# ASSIGNMENT
Check every line below for the string "roof", and copy the lines that contain it.

# TASK INPUT
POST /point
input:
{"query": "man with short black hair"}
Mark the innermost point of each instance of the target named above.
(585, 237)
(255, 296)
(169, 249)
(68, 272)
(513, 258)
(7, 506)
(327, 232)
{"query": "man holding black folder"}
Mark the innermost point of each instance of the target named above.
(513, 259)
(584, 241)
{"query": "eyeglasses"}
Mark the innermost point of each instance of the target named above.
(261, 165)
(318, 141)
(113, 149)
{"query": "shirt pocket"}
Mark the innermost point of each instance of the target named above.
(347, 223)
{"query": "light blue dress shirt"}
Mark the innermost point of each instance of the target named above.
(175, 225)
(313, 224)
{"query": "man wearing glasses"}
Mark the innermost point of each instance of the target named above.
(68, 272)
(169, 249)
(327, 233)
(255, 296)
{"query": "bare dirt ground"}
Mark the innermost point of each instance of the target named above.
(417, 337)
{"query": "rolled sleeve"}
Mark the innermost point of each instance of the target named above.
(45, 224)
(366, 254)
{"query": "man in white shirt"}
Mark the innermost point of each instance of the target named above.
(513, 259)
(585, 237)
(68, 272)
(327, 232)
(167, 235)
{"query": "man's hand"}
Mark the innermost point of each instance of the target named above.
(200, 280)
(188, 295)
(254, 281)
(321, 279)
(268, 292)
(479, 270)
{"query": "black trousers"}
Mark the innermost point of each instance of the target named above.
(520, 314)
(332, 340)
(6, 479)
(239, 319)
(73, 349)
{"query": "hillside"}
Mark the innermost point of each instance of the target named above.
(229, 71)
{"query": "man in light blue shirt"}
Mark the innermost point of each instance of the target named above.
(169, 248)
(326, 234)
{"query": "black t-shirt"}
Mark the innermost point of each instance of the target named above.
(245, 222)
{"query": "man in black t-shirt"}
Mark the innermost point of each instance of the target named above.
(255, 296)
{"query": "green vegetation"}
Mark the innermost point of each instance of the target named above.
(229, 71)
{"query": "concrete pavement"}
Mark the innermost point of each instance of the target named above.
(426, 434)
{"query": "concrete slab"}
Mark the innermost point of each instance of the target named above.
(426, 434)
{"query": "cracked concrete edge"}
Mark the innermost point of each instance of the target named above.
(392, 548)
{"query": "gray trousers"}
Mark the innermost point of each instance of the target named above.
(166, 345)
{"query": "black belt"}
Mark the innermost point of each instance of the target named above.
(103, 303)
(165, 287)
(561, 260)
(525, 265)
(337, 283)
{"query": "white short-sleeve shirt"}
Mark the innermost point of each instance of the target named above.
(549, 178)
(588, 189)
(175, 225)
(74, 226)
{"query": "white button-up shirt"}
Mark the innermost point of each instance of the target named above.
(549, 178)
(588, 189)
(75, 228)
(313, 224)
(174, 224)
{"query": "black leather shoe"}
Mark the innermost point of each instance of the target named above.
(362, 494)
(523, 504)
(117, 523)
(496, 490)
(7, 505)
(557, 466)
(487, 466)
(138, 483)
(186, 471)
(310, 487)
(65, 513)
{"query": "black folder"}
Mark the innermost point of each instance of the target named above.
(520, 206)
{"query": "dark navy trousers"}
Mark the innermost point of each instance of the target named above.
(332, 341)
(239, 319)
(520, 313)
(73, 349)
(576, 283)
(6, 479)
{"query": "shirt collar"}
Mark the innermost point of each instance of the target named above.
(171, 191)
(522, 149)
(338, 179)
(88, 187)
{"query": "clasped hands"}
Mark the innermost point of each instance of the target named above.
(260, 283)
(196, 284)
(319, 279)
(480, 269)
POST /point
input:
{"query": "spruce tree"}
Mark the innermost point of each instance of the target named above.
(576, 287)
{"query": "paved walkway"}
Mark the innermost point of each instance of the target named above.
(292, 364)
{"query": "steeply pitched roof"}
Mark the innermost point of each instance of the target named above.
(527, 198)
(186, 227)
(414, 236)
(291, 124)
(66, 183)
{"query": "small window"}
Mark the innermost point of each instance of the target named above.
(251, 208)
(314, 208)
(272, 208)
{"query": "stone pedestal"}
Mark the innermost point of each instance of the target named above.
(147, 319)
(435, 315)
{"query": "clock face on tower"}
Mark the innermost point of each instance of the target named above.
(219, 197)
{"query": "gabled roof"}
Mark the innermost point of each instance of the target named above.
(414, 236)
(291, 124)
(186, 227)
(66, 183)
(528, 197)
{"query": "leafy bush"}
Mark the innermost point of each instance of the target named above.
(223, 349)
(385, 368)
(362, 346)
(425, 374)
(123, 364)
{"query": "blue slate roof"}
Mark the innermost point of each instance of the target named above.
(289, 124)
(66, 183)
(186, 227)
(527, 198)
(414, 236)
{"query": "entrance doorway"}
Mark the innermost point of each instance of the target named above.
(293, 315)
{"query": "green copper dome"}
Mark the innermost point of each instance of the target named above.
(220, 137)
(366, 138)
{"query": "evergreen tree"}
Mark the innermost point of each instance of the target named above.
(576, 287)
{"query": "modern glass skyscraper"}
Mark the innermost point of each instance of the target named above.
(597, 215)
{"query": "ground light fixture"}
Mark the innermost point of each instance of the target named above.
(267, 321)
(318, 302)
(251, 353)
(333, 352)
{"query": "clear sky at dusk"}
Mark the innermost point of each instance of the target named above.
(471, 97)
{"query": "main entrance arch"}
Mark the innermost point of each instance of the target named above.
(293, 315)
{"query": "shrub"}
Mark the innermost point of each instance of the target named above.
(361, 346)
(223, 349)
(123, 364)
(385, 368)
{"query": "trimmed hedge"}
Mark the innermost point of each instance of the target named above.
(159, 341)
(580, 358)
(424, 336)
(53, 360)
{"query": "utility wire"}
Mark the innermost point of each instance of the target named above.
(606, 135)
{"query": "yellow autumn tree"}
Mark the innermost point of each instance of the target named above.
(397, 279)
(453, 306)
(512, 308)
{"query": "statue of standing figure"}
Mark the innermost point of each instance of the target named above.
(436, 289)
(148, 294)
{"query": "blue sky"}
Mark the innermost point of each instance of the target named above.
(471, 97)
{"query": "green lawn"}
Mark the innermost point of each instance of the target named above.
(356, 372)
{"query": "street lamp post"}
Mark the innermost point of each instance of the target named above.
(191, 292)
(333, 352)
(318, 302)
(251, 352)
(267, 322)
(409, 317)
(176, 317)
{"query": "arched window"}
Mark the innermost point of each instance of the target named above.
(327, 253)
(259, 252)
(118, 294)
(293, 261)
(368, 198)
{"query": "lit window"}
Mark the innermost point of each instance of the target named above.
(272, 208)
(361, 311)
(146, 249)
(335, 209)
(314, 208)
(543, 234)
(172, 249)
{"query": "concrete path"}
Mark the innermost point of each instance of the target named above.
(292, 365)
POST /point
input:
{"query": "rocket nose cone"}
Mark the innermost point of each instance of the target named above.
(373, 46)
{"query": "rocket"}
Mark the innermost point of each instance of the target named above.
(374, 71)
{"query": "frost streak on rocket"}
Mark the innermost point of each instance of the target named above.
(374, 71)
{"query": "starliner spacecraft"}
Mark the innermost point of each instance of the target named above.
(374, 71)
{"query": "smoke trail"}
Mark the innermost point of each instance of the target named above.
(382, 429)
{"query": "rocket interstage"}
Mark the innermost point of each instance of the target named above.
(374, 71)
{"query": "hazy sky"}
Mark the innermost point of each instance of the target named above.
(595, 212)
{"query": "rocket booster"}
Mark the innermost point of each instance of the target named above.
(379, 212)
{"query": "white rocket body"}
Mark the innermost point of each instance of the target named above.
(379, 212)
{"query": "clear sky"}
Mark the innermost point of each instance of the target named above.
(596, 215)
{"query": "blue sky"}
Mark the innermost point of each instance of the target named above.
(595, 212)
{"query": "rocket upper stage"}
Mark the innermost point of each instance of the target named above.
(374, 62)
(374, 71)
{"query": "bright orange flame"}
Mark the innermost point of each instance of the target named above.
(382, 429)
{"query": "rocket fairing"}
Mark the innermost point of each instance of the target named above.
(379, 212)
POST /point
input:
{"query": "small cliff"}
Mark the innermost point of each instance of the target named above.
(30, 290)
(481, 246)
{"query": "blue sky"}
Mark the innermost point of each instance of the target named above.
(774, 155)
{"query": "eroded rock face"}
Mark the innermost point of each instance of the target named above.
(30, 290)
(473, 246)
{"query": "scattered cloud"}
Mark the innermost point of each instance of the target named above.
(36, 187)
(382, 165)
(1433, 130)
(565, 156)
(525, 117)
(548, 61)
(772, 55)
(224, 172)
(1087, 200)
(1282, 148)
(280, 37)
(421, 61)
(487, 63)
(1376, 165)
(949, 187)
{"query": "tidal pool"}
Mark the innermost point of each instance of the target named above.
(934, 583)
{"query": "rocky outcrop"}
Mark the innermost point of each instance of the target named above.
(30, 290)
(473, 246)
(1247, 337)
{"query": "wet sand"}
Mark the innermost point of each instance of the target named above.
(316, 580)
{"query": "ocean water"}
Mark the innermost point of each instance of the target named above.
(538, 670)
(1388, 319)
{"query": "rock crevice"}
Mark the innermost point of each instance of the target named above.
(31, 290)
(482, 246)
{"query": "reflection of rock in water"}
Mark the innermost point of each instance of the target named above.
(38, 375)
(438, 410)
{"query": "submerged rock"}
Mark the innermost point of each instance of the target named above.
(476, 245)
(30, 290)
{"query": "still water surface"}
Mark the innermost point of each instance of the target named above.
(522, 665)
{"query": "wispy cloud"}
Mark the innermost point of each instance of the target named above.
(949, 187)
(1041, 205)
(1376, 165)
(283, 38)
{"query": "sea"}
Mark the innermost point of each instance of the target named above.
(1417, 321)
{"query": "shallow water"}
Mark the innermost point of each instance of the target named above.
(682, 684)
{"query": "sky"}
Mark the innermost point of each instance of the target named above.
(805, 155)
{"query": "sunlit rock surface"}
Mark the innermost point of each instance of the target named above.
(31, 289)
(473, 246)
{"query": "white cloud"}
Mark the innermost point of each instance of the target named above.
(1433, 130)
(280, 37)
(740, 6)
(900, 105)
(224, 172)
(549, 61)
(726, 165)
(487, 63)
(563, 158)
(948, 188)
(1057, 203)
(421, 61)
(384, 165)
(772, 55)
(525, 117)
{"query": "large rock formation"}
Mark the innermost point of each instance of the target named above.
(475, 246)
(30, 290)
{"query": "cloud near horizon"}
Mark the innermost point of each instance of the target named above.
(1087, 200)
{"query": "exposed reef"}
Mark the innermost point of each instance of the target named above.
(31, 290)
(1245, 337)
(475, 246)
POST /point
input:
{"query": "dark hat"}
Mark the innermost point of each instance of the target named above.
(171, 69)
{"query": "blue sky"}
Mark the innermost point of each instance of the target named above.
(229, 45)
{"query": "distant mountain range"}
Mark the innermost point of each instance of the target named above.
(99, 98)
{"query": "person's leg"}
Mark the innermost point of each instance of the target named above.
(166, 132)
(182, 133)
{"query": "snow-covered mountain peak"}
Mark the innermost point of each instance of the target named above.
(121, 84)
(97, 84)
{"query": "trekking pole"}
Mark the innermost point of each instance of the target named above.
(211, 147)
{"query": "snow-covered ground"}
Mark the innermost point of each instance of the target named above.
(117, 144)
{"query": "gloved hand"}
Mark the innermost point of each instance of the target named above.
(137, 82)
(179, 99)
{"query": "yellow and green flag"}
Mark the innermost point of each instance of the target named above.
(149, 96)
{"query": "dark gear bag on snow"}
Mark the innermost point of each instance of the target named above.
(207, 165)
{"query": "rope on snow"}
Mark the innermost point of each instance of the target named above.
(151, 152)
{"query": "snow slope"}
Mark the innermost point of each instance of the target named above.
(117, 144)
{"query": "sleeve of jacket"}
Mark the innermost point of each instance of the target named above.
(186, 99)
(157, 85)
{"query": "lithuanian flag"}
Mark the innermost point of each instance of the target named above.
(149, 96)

# SOLUTION FOR THIS EXERCISE
{"query": "steeply pitched roof"}
{"query": "gabled roof"}
{"query": "blue slate roof"}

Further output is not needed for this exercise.